- **DOCUMENT EXCERPT**:

^^^^^^^^

I used to wear Carharts, but they are not made for it. Went out and spent the money on a great pair of snowmobile bib coveralls and boots. I have a coat that I bought from a City supplier that is yellow with refelctive tape sown into it. Everything is nylon coated so the snow just falls off. 

It will handle up to 8" of snow depending on the type. Have a Kubota BX2200 with a 50" blower for anything more than that.

I love the cold. I love pushing snow and I love the money I make doing it. Would I rather be in a Holder with the cab, heat and radio going? Yea. But the speed can't be beat with a quad.


----------



## QuadPlower (Jan 4, 2007)

Let me add that I'm a professional sidewalk snow plower and no one should attempt to plow a sidewalk at speeds greater then the posted street speed limit.


----------



## QuadPlower (Jan 4, 2007)

Bump

What happened with this bid DHaight10?


----------



## DHaight10 (Oct 22, 2007)

^^^^^^^^

- **PROVIDED MATERIAL**:
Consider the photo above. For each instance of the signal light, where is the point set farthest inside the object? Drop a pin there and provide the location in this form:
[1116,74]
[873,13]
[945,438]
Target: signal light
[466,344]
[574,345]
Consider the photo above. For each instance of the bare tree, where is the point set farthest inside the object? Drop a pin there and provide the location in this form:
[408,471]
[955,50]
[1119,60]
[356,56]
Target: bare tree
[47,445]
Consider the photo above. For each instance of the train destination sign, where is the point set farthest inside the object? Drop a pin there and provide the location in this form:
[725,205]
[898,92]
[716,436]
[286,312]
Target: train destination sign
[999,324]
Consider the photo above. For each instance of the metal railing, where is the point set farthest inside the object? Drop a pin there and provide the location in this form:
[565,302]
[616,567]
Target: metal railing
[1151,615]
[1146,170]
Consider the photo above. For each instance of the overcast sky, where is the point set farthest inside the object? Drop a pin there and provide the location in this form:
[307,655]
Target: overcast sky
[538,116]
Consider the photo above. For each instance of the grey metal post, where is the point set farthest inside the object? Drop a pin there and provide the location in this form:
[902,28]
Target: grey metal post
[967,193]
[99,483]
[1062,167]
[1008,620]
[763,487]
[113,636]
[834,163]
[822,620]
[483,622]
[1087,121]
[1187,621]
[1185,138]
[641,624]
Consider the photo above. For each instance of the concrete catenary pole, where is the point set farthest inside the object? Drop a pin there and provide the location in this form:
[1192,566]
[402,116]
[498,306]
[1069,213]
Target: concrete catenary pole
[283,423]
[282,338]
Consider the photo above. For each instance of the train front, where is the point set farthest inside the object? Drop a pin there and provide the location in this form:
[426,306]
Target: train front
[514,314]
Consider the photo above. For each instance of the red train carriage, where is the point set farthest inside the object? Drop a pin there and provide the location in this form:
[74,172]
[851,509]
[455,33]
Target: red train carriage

^^^^^^^^

- **SET OF TASKS**:
(1) In the sidewalk plowing thread, what machine does the writer use for snow deeper than 8 inches?
(2) Extend the sidewalk plowing thread past its final line.
The material is drawn from a separate source.

- **RESULTS IN ORDER**:
(1) A Kubota BX2200 with a 50" blower.

(2)
The city still hasn't posted the winning bid, but it should be up any day now. The city requested that the bid be submitted in a $ / KM. I'm assuming the winning bid was somewhere between $20-$30 / KM. (1 km = 0.6 miles).
I've met with the guy who won the bid and he gave me a route that will work out to approximately 60km's. I'm guessing it will take about 6-8 hrs to complete if I can average 10-15km/hr. The actual driving distance between all the communities will probably add up to around 100-120 kms. The guy wanted me to give him a price per hour so after going over the entire route and mapping it out, estimating speed / time / distance / machine / insurance / on call 24/7 etc... I came to $75 / hour at a minimum. Any suggestions?


----------



## heather lawn spray (Mar 11, 2003)

framer1901;417254 said:


> He's up north, shouldn't it be loonies per mile not cents per mile?????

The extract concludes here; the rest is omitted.